» **Your task**
Transcribe exactly the line containing "on the folding" and each line after it, through the end of the entries, with nothing before or after.
#### Data in this exercise ####
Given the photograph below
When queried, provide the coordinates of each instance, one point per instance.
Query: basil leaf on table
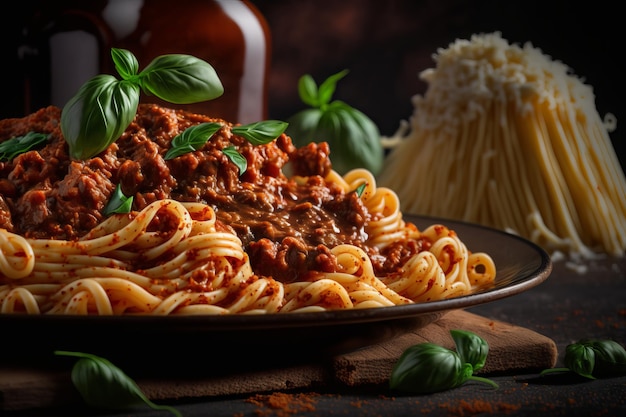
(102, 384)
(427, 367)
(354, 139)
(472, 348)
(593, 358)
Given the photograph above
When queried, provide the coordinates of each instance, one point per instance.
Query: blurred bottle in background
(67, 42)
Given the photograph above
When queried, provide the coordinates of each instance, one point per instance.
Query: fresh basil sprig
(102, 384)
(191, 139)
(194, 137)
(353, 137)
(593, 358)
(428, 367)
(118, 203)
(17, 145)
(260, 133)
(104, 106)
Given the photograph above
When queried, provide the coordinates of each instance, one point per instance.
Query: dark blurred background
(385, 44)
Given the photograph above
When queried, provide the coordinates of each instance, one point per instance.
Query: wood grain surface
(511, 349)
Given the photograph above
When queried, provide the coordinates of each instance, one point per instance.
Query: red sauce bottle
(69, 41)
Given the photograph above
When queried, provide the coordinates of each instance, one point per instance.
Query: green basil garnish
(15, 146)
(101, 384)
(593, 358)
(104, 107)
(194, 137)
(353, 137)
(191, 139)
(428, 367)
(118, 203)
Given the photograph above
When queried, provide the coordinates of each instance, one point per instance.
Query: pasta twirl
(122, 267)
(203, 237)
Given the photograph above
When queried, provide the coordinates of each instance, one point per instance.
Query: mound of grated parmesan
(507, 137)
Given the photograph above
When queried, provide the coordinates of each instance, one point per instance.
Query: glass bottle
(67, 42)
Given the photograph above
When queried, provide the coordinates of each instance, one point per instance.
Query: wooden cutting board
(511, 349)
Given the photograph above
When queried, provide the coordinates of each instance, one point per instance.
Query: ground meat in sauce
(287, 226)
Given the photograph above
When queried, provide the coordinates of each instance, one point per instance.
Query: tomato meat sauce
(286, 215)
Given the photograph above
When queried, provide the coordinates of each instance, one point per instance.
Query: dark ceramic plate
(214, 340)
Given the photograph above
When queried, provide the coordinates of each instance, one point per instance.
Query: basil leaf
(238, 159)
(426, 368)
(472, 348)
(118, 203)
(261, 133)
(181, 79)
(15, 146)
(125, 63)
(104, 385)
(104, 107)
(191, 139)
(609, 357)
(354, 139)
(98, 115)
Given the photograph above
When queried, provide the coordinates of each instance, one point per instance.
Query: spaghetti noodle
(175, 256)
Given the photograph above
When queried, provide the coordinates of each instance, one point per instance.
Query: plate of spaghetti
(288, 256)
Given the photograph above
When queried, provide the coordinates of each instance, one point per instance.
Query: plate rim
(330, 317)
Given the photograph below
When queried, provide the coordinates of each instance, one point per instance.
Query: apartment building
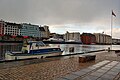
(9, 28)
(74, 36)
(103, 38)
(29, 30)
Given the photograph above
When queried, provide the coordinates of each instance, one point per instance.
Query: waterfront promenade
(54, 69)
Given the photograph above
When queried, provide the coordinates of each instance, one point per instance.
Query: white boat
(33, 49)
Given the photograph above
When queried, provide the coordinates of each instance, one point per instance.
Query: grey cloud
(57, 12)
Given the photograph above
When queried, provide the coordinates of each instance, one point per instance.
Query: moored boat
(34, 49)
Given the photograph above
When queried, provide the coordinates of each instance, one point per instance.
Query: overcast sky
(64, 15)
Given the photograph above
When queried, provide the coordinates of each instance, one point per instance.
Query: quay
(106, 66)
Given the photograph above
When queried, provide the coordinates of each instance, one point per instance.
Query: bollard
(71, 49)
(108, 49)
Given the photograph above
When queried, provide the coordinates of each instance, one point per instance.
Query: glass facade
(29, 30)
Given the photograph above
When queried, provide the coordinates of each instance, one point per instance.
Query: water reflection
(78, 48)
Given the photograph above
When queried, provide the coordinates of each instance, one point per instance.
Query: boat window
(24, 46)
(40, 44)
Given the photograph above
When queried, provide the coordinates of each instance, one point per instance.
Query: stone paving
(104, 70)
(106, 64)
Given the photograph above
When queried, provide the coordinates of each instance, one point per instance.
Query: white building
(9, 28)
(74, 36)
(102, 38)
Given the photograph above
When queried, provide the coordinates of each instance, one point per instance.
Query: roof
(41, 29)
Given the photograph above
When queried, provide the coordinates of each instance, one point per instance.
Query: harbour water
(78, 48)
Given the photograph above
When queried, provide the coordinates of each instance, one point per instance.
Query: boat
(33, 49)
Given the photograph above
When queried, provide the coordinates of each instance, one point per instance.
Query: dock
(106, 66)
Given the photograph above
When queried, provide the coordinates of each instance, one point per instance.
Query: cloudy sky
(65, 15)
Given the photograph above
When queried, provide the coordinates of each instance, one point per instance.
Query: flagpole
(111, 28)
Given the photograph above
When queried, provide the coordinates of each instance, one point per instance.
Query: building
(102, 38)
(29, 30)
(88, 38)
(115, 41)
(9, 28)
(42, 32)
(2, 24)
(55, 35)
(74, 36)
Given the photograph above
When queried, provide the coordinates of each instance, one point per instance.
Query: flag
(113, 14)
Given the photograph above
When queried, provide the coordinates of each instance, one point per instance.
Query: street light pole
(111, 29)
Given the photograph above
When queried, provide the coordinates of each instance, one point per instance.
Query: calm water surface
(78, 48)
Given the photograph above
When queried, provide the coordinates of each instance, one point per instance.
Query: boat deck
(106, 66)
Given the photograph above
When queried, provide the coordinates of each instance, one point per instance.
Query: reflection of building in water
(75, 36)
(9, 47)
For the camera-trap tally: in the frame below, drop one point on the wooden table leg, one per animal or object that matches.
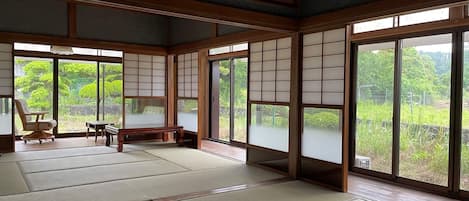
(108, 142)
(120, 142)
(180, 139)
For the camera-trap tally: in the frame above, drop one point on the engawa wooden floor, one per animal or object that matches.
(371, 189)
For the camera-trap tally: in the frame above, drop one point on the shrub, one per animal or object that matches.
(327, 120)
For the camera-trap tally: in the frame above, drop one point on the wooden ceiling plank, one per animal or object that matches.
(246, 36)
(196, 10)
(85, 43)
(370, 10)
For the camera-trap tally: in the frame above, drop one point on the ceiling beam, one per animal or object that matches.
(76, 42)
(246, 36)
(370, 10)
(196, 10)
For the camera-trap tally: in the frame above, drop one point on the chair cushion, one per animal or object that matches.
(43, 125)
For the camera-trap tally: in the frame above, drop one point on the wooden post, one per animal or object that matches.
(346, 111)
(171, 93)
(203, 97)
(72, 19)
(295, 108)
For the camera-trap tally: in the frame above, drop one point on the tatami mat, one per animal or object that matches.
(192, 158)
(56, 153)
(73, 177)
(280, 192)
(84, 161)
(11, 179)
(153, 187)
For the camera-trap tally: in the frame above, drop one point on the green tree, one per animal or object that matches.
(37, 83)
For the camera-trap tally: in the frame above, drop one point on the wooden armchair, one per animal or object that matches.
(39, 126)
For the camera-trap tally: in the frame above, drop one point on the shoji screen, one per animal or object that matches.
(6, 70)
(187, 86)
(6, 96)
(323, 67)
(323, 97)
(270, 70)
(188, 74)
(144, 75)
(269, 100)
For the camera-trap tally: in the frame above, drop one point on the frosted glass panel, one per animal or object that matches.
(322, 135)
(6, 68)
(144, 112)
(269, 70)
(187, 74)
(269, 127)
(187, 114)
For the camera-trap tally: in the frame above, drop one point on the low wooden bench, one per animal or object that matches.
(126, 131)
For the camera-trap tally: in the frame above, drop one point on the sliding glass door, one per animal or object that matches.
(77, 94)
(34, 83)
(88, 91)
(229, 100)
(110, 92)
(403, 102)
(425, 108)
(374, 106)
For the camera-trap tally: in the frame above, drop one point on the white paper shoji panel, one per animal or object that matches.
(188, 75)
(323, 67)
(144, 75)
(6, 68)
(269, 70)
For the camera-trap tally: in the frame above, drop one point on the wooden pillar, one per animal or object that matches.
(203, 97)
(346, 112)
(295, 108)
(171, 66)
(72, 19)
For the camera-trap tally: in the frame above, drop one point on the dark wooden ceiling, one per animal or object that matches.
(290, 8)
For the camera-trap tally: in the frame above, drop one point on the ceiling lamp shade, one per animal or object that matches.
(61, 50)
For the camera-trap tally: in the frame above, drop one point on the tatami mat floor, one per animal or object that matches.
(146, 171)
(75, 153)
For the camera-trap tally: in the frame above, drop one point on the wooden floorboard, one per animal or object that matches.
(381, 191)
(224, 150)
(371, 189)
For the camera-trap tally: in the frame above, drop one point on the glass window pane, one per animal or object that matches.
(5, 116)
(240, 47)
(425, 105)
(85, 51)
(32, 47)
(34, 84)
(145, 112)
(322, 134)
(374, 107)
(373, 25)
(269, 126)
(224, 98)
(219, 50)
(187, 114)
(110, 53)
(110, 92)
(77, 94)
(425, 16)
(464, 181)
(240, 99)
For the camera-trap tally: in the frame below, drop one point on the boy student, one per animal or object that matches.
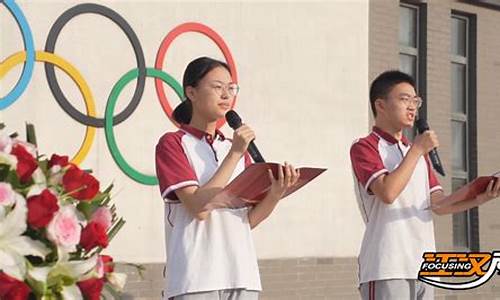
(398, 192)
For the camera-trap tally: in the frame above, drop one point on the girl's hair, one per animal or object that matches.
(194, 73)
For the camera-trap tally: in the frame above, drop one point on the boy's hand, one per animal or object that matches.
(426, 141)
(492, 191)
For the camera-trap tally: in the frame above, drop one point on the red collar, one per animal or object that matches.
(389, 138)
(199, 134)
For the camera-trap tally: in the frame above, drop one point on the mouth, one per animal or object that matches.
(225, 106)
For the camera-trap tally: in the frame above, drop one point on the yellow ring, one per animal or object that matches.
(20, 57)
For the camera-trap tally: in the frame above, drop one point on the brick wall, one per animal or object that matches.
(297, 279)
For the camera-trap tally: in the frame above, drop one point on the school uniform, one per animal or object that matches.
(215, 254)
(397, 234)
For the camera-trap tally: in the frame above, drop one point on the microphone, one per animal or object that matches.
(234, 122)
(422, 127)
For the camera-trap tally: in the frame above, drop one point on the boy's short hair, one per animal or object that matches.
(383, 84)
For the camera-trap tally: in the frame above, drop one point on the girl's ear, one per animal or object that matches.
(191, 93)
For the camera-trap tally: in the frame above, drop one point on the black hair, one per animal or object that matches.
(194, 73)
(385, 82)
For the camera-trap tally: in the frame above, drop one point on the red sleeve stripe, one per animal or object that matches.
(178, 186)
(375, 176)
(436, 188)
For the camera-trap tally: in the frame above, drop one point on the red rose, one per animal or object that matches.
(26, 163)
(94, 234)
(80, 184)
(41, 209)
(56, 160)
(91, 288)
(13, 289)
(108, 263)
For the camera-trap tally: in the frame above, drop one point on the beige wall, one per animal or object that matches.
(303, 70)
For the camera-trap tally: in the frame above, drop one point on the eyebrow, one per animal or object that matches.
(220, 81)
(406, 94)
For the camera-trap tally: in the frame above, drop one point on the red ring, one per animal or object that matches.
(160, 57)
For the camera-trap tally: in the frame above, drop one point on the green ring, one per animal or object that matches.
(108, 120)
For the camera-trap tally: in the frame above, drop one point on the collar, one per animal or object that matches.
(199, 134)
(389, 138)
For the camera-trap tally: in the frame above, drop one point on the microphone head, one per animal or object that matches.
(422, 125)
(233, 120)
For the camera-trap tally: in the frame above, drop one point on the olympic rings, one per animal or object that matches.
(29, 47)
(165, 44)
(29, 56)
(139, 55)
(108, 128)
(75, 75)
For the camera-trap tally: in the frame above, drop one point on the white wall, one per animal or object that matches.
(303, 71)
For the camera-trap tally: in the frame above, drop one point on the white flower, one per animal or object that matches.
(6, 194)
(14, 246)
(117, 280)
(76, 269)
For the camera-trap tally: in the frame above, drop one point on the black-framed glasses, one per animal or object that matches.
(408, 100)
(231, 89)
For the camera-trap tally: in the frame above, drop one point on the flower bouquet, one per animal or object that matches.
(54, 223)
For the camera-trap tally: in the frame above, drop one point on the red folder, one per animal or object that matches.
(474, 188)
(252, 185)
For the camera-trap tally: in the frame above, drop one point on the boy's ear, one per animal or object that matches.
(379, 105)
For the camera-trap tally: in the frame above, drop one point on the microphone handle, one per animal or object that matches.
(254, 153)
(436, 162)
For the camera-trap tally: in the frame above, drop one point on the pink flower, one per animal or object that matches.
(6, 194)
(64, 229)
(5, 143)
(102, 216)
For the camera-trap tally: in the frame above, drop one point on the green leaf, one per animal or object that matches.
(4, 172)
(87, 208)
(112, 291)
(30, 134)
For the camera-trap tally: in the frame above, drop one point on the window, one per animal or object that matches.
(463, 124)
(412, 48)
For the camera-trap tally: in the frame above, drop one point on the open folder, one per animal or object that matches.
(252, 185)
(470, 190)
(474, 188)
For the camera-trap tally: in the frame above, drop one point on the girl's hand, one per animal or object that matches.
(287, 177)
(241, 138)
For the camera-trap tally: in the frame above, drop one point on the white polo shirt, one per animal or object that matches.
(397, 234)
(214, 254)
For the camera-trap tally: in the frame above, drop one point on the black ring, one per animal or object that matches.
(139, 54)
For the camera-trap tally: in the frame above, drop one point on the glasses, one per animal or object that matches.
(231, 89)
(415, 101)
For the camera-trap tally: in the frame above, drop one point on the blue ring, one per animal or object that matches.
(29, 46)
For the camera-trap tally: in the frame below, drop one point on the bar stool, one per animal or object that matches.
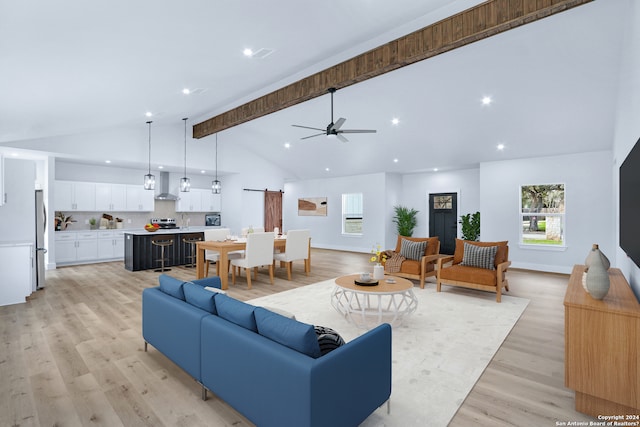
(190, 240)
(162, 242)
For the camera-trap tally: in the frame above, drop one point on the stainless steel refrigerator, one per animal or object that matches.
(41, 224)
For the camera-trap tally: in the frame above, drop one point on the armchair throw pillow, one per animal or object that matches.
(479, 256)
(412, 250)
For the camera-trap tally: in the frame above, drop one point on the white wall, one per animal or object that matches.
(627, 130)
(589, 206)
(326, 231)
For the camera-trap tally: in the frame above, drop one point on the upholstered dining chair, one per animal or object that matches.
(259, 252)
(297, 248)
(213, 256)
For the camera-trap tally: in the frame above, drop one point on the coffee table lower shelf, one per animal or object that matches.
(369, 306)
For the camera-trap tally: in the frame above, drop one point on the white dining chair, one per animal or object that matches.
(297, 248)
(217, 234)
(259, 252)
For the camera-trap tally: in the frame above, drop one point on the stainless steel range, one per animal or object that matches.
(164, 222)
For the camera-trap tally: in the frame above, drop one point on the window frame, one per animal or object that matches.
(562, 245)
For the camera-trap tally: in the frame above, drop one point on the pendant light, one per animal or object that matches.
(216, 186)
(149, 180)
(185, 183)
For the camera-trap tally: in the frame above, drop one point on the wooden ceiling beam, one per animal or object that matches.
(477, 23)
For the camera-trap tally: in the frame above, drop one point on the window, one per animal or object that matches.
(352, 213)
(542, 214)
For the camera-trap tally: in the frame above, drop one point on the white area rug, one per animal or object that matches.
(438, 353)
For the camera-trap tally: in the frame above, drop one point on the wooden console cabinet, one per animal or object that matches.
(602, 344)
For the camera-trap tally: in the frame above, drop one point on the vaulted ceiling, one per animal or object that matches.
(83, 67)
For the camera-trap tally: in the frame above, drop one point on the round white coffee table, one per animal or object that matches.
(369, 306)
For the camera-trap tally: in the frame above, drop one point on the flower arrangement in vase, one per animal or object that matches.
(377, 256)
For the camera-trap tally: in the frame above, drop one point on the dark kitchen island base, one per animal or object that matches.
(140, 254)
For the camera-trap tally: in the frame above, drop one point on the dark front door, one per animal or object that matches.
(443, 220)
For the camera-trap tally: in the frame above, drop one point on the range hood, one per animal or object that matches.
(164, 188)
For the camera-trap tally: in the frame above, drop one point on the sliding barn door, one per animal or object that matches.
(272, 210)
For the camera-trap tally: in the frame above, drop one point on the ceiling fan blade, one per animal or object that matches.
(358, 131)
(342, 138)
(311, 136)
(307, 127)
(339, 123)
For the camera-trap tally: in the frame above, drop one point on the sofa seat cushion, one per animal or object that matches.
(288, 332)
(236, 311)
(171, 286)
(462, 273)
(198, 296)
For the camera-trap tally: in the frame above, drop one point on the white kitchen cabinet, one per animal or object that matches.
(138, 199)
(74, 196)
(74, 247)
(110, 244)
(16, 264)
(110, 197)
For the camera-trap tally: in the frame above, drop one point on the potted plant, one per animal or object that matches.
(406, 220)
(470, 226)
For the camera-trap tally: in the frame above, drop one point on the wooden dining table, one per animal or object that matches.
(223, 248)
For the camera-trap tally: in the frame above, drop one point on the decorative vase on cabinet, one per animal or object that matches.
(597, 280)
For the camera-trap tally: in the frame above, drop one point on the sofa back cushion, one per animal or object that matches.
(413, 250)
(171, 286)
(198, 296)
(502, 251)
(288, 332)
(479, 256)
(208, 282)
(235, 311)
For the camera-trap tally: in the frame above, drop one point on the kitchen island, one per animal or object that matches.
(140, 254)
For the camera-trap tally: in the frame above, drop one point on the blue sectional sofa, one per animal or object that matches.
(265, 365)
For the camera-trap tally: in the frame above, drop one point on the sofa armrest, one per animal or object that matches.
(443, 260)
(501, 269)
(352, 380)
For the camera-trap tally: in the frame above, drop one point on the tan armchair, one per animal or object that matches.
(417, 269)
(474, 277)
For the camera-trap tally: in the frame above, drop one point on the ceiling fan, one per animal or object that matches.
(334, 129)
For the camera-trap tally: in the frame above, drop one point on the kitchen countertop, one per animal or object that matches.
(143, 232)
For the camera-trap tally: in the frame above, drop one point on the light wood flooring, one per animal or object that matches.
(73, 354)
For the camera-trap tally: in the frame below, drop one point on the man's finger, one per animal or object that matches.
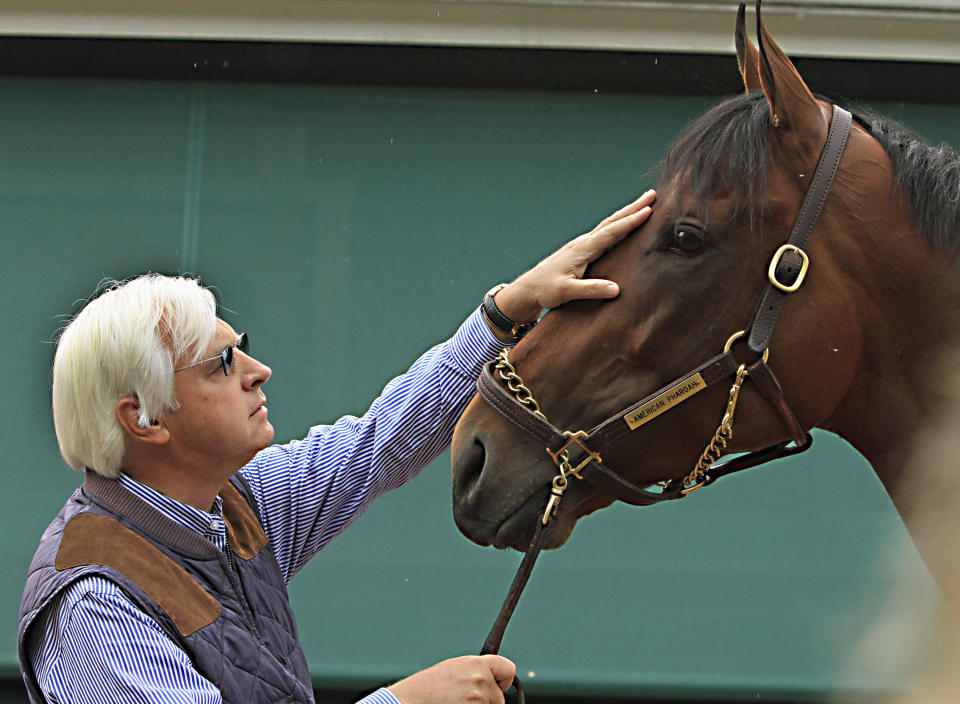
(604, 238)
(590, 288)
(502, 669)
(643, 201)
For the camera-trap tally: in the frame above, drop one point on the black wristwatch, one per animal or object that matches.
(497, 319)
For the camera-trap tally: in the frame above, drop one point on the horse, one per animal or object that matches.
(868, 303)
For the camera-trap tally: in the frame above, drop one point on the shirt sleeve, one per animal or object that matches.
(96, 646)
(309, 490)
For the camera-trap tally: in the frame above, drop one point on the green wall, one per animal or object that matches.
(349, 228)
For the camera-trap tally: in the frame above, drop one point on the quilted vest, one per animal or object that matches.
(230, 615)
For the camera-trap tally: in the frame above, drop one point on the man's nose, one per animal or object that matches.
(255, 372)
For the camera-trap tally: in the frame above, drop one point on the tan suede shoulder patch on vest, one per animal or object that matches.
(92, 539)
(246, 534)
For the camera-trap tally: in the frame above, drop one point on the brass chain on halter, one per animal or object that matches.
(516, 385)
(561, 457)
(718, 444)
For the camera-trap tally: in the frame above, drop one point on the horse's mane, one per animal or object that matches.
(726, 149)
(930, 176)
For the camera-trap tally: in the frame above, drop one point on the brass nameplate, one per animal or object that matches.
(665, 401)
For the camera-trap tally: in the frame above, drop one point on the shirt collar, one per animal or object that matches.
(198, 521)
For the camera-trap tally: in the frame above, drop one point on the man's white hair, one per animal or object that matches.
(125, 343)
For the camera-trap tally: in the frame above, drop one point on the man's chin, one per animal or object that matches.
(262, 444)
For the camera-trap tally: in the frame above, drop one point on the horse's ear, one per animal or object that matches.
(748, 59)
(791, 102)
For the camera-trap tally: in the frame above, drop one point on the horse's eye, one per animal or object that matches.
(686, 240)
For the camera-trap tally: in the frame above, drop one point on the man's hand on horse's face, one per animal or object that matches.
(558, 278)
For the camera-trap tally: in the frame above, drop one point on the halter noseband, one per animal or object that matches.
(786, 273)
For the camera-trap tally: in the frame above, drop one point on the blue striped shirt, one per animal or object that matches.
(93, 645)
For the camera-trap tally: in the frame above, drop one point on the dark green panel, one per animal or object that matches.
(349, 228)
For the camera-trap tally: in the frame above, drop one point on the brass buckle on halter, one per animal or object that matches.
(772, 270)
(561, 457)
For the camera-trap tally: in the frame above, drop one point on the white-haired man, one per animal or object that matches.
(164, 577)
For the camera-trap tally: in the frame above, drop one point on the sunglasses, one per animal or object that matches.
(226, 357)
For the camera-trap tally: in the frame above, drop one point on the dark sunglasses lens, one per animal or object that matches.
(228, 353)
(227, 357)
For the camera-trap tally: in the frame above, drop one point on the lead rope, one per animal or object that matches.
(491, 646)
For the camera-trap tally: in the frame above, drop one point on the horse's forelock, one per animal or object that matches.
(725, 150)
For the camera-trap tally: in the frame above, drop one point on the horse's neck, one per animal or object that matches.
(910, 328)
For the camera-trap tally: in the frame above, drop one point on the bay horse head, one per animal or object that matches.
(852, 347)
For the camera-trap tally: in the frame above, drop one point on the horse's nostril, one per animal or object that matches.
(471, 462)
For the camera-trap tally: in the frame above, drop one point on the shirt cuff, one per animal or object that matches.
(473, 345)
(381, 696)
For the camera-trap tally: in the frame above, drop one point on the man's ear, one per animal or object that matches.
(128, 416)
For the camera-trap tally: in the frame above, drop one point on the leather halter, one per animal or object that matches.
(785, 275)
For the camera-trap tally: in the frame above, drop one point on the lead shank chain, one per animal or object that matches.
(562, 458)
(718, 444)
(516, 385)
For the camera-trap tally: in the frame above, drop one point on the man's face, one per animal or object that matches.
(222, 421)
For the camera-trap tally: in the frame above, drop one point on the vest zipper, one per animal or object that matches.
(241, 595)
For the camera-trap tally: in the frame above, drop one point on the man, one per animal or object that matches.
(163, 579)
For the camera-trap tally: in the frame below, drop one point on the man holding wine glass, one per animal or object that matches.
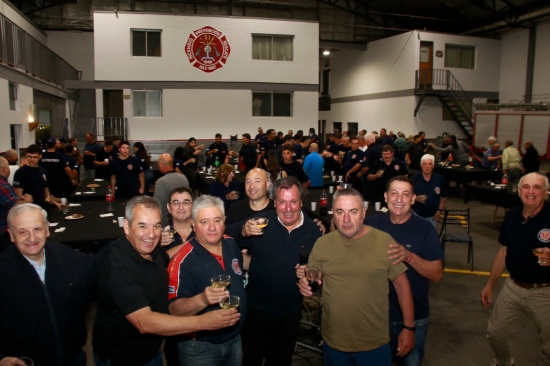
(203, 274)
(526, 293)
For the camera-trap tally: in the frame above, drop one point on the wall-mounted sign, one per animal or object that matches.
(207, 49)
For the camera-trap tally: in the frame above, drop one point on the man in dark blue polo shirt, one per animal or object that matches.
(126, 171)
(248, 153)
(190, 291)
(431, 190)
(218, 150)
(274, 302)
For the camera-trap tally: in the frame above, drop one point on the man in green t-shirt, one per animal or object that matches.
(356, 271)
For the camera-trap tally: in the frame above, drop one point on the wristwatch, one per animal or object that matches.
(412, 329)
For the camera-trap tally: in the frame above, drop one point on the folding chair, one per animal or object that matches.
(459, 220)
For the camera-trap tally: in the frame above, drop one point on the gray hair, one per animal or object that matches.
####
» **Written solution**
For the camera-trap tally: in the frame above, drop one point on the folding chair, one per animal or object that matches.
(459, 220)
For the camera-trap tally: in the frame above, drop one point on the gray hair, one per animal or object that matches.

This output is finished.